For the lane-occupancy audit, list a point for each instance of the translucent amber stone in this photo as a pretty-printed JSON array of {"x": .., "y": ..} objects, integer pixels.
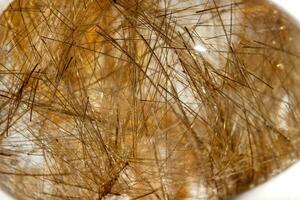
[{"x": 146, "y": 99}]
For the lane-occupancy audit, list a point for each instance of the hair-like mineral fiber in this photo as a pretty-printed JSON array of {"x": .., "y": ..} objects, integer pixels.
[{"x": 146, "y": 99}]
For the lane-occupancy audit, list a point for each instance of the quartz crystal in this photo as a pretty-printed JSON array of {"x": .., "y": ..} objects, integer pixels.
[{"x": 146, "y": 99}]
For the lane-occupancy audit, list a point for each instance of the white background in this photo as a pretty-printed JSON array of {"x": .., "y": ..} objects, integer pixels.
[{"x": 282, "y": 187}]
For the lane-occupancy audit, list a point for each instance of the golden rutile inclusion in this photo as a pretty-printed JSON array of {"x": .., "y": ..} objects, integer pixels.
[{"x": 147, "y": 99}]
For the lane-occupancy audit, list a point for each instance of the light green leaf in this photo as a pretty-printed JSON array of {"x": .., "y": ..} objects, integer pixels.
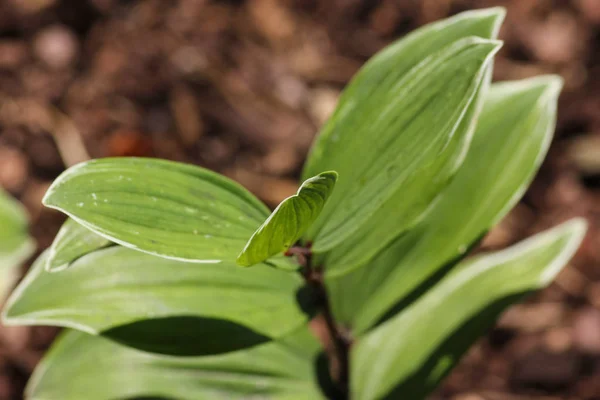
[
  {"x": 159, "y": 207},
  {"x": 401, "y": 123},
  {"x": 289, "y": 220},
  {"x": 79, "y": 366},
  {"x": 389, "y": 362},
  {"x": 73, "y": 241},
  {"x": 162, "y": 305},
  {"x": 15, "y": 243},
  {"x": 510, "y": 141}
]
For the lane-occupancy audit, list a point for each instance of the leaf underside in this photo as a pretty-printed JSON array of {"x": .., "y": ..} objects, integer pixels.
[
  {"x": 405, "y": 357},
  {"x": 72, "y": 242}
]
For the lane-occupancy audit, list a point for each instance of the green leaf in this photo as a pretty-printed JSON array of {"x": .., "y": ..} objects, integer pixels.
[
  {"x": 72, "y": 242},
  {"x": 511, "y": 140},
  {"x": 289, "y": 220},
  {"x": 408, "y": 354},
  {"x": 162, "y": 305},
  {"x": 159, "y": 207},
  {"x": 79, "y": 366},
  {"x": 15, "y": 243},
  {"x": 399, "y": 130}
]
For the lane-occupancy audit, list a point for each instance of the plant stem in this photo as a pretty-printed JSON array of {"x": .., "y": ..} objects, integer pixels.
[{"x": 336, "y": 338}]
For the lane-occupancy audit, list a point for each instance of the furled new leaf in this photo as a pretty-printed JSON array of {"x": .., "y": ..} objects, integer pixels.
[
  {"x": 162, "y": 305},
  {"x": 160, "y": 207},
  {"x": 399, "y": 130},
  {"x": 407, "y": 355},
  {"x": 510, "y": 141},
  {"x": 289, "y": 220},
  {"x": 80, "y": 366},
  {"x": 72, "y": 242}
]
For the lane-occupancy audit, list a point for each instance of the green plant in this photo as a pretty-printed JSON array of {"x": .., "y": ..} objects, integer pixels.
[
  {"x": 15, "y": 244},
  {"x": 429, "y": 154}
]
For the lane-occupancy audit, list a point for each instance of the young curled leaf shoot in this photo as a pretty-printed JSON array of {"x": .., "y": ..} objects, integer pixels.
[{"x": 289, "y": 220}]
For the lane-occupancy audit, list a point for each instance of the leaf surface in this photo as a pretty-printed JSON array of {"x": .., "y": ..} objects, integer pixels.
[
  {"x": 399, "y": 124},
  {"x": 160, "y": 207},
  {"x": 289, "y": 220},
  {"x": 72, "y": 242},
  {"x": 511, "y": 140},
  {"x": 408, "y": 355},
  {"x": 162, "y": 305},
  {"x": 80, "y": 366}
]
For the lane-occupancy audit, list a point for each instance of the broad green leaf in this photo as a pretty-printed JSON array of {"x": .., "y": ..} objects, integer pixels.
[
  {"x": 408, "y": 354},
  {"x": 161, "y": 305},
  {"x": 159, "y": 207},
  {"x": 73, "y": 241},
  {"x": 400, "y": 123},
  {"x": 511, "y": 139},
  {"x": 15, "y": 243},
  {"x": 289, "y": 220},
  {"x": 79, "y": 366}
]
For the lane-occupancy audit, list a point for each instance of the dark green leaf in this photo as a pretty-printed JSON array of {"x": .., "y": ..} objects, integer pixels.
[
  {"x": 387, "y": 362},
  {"x": 510, "y": 141},
  {"x": 72, "y": 242},
  {"x": 162, "y": 305},
  {"x": 289, "y": 220},
  {"x": 399, "y": 130},
  {"x": 79, "y": 366},
  {"x": 160, "y": 207}
]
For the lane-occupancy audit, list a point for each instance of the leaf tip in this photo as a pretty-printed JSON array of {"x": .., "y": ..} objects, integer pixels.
[{"x": 495, "y": 15}]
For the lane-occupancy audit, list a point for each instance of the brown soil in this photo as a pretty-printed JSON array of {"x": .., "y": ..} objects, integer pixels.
[{"x": 241, "y": 87}]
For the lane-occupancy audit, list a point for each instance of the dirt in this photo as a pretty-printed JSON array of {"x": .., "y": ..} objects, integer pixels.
[{"x": 241, "y": 87}]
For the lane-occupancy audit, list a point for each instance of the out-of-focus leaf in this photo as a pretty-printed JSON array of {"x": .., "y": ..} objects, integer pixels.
[
  {"x": 400, "y": 124},
  {"x": 162, "y": 305},
  {"x": 407, "y": 355},
  {"x": 160, "y": 207},
  {"x": 72, "y": 242},
  {"x": 79, "y": 366},
  {"x": 510, "y": 141},
  {"x": 289, "y": 220}
]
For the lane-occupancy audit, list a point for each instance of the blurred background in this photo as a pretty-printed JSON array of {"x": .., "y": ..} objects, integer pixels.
[{"x": 242, "y": 87}]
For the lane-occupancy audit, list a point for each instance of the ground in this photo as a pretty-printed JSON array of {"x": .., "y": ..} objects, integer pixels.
[{"x": 241, "y": 87}]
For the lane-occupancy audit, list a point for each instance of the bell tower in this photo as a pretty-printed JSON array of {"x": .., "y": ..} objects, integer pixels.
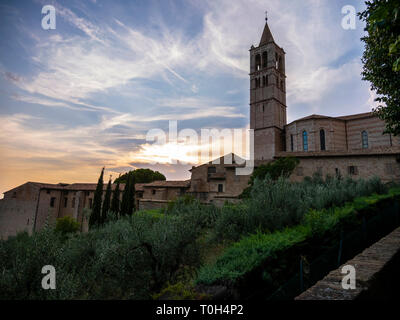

## Activity
With the pictures removed, set down the entire listing exactly.

## Problem solution
For the lane-occupancy audit, list a point for each instance of the translucent amber stone in this photo as a pretty-printed JSON array of {"x": .., "y": ..} objects, integer pixels.
[{"x": 146, "y": 99}]
For the lane-occupancy audit, list a point for each instance of the hair-like mineral fiber in this photo as a pretty-printed JSON array of {"x": .., "y": ..} objects, integer pixels.
[{"x": 146, "y": 99}]
For the lane-occupancy audit, list a point for each instance of the quartz crystal in this photo as a pretty-printed JSON array of {"x": .., "y": ..} objects, integer pixels.
[{"x": 146, "y": 99}]
For the lane-occupancy audit, list a point for each instance of the white background in this photo as a pretty-printed JSON array of {"x": .., "y": ..} objects, integer pixels.
[{"x": 282, "y": 187}]
For the lane-occupancy audit, list a point for each instance of the golden rutile inclusion in this photo as a pretty-printed JSON array of {"x": .., "y": ..} objects, integer pixels.
[{"x": 147, "y": 99}]
For the lane-occupancy audit, list a point for each instance of the light green leaf in this photo as a pretty-printed JSON array of {"x": .., "y": ..} objects, integer pixels.
[
  {"x": 159, "y": 207},
  {"x": 401, "y": 123},
  {"x": 289, "y": 220},
  {"x": 79, "y": 366},
  {"x": 389, "y": 362},
  {"x": 73, "y": 241},
  {"x": 162, "y": 305},
  {"x": 15, "y": 243},
  {"x": 510, "y": 141}
]
For the lane-occupancy audit, list a point for each instance of the leaf underside in this photo as a pretty-printed JSON array of {"x": .., "y": ..} objects, integer pixels.
[
  {"x": 405, "y": 357},
  {"x": 72, "y": 242}
]
For the lane-occupancy audit, list a point for each instance of the green leaf in this photo as a pretty-printed JSON array of {"x": .., "y": ..} objects, integer pixels.
[
  {"x": 72, "y": 242},
  {"x": 511, "y": 140},
  {"x": 289, "y": 220},
  {"x": 408, "y": 354},
  {"x": 162, "y": 305},
  {"x": 159, "y": 207},
  {"x": 79, "y": 366},
  {"x": 15, "y": 243},
  {"x": 399, "y": 130}
]
For the lane-occupancy audit, list a point for each instance of the plant stem in this photo as a pretty-printed JSON array of {"x": .., "y": ..} objects, integer pixels.
[{"x": 336, "y": 338}]
For the lane-occupancy audit, list a point for each instance of the furled new leaf in this photo as a pretty-printed JSON array of {"x": .., "y": ..} objects, integer pixels.
[
  {"x": 162, "y": 305},
  {"x": 160, "y": 207},
  {"x": 399, "y": 130},
  {"x": 407, "y": 355},
  {"x": 510, "y": 141},
  {"x": 289, "y": 220},
  {"x": 80, "y": 366},
  {"x": 72, "y": 242}
]
For the lane-occupancy audit, list a point for each instance of the green plant in this photo as a pretty-printed JSON array of {"x": .., "y": ..} objects, integer pixels.
[
  {"x": 15, "y": 244},
  {"x": 429, "y": 154}
]
For the lane-occupancy audit, list a point for each instance of the young curled leaf shoot in this photo as a pretty-printed JSON array of {"x": .., "y": ..} objects, integer pixels.
[{"x": 289, "y": 220}]
For the lane-occupancy audit, list a point for each instance of the leaf surface in this photo as a pretty-printed JSON array of {"x": .., "y": ..} objects, integer pixels.
[
  {"x": 399, "y": 124},
  {"x": 160, "y": 207},
  {"x": 289, "y": 220},
  {"x": 72, "y": 242},
  {"x": 511, "y": 140},
  {"x": 408, "y": 355},
  {"x": 162, "y": 305},
  {"x": 80, "y": 366}
]
For the lane-occupancy audit, list a point for each instance of the broad green leaf in this photo as a pretty-printed JSON array of {"x": .., "y": ..} objects, integer pixels.
[
  {"x": 408, "y": 354},
  {"x": 161, "y": 305},
  {"x": 159, "y": 207},
  {"x": 73, "y": 241},
  {"x": 400, "y": 123},
  {"x": 511, "y": 139},
  {"x": 15, "y": 243},
  {"x": 289, "y": 220},
  {"x": 79, "y": 366}
]
For the lane-occupancy audit, list a point for each instance of the dark green leaf in this photo as a pretty-printed JSON array of {"x": .., "y": ..} objects, integer pixels.
[
  {"x": 387, "y": 362},
  {"x": 510, "y": 141},
  {"x": 72, "y": 242},
  {"x": 162, "y": 305},
  {"x": 289, "y": 220},
  {"x": 399, "y": 130},
  {"x": 79, "y": 366},
  {"x": 160, "y": 207}
]
For the lane-occupancy audit, list a point for each instance of the leaf tip in this photo as a pretty-printed JSON array of {"x": .., "y": ..} objects, integer pixels.
[{"x": 495, "y": 15}]
For the lane-occupancy audit, list a point for each instance of the brown soil in this photo as a pretty-printed JSON array of {"x": .., "y": ..} objects, integer pixels.
[{"x": 241, "y": 87}]
For the lane-occupancy audit, list a point for each instance of the dirt in this photo as a pretty-printed JSON array of {"x": .., "y": ..} objects, integer pixels.
[{"x": 241, "y": 87}]
For the lane-occupancy audit, list a point for each instance of the out-of-focus leaf in this photo as a pretty-printed JSON array of {"x": .., "y": ..} objects, integer pixels.
[
  {"x": 400, "y": 124},
  {"x": 162, "y": 305},
  {"x": 407, "y": 355},
  {"x": 160, "y": 207},
  {"x": 72, "y": 242},
  {"x": 79, "y": 366},
  {"x": 510, "y": 141},
  {"x": 289, "y": 220}
]
For the lane-occupancy audit, list a point for each instance of the blurred background in this photo as a pretty-printed JSON array of {"x": .., "y": ..} objects, integer pixels.
[{"x": 242, "y": 87}]
For the lane-occupancy audit, list a point for each instance of the ground in this photo as a pretty-printed JSON array of {"x": .., "y": ..} objects, integer pixels.
[{"x": 241, "y": 87}]
For the lane-occupancy audit, list a point for each instance of the bell tower in this photo as a pretty-printed JSON array of {"x": .., "y": ..} objects, integer pixels.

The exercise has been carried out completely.